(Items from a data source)
______

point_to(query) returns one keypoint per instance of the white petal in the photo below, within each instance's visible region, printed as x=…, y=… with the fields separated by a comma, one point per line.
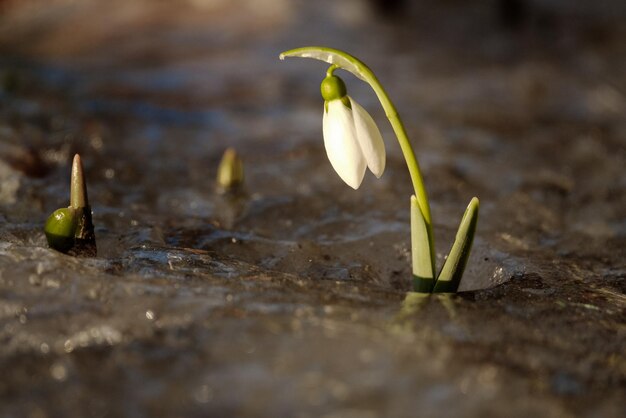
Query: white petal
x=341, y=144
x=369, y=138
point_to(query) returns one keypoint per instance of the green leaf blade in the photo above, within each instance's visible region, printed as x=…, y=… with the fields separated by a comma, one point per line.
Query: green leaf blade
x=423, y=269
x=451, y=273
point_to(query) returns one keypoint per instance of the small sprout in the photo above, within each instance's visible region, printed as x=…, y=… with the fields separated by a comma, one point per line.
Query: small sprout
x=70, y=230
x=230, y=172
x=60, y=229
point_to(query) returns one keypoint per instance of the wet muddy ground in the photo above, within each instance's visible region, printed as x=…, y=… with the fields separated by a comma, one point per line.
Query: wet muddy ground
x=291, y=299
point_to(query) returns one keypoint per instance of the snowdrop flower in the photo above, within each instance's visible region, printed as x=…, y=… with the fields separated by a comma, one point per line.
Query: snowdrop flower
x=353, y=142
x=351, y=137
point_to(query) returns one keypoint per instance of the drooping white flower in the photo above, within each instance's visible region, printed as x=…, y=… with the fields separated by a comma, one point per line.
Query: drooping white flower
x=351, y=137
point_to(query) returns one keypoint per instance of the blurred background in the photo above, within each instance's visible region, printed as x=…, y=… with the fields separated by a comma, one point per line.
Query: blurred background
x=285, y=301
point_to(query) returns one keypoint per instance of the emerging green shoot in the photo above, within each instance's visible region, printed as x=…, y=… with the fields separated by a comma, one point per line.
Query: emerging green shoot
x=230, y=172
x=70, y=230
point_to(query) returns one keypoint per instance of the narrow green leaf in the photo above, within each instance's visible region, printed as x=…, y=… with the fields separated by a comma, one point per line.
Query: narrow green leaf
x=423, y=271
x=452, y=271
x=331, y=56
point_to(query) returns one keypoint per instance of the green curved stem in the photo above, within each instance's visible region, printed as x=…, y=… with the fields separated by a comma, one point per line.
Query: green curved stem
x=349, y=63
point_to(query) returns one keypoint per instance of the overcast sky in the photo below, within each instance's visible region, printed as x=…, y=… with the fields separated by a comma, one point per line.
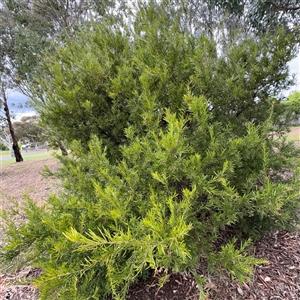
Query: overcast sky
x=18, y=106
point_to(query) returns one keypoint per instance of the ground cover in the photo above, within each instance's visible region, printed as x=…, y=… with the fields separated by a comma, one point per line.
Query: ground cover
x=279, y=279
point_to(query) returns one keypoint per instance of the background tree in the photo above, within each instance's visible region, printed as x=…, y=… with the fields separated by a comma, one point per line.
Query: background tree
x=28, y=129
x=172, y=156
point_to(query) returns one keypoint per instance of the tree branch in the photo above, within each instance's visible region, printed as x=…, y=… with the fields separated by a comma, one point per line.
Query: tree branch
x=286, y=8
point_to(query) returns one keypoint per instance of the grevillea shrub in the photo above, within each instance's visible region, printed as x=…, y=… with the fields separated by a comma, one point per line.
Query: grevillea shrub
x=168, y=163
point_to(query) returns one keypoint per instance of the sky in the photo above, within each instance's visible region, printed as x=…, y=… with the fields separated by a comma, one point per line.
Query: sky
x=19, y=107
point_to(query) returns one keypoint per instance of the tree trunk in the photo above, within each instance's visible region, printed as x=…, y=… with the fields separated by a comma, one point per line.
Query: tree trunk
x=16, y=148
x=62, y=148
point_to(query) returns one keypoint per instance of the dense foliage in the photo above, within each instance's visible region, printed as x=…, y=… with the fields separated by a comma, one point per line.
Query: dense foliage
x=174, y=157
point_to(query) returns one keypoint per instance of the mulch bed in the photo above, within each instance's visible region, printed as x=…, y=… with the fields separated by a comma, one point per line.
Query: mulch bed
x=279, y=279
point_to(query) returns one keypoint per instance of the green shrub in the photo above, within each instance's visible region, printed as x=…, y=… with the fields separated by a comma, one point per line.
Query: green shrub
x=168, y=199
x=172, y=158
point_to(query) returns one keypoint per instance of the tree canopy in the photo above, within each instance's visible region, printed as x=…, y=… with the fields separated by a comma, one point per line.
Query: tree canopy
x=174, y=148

______

Repeat the lines exactly as they stand, from the opening line of the data through the line with "the green leaf". Pictures stay out of the copy.

Solution for this problem:
point_to(query) returns one keypoint per instance of the white petal in the photo below, within each instance's visible region, printed as x=…, y=… with the fields separated by a comma, one point per line.
Query: white petal
x=341, y=144
x=369, y=138
point_to(query) returns one keypoint per instance of the green leaf blade in the photo above, within each instance's visible region, printed as x=…, y=… with the fields separated by a comma, one point per line.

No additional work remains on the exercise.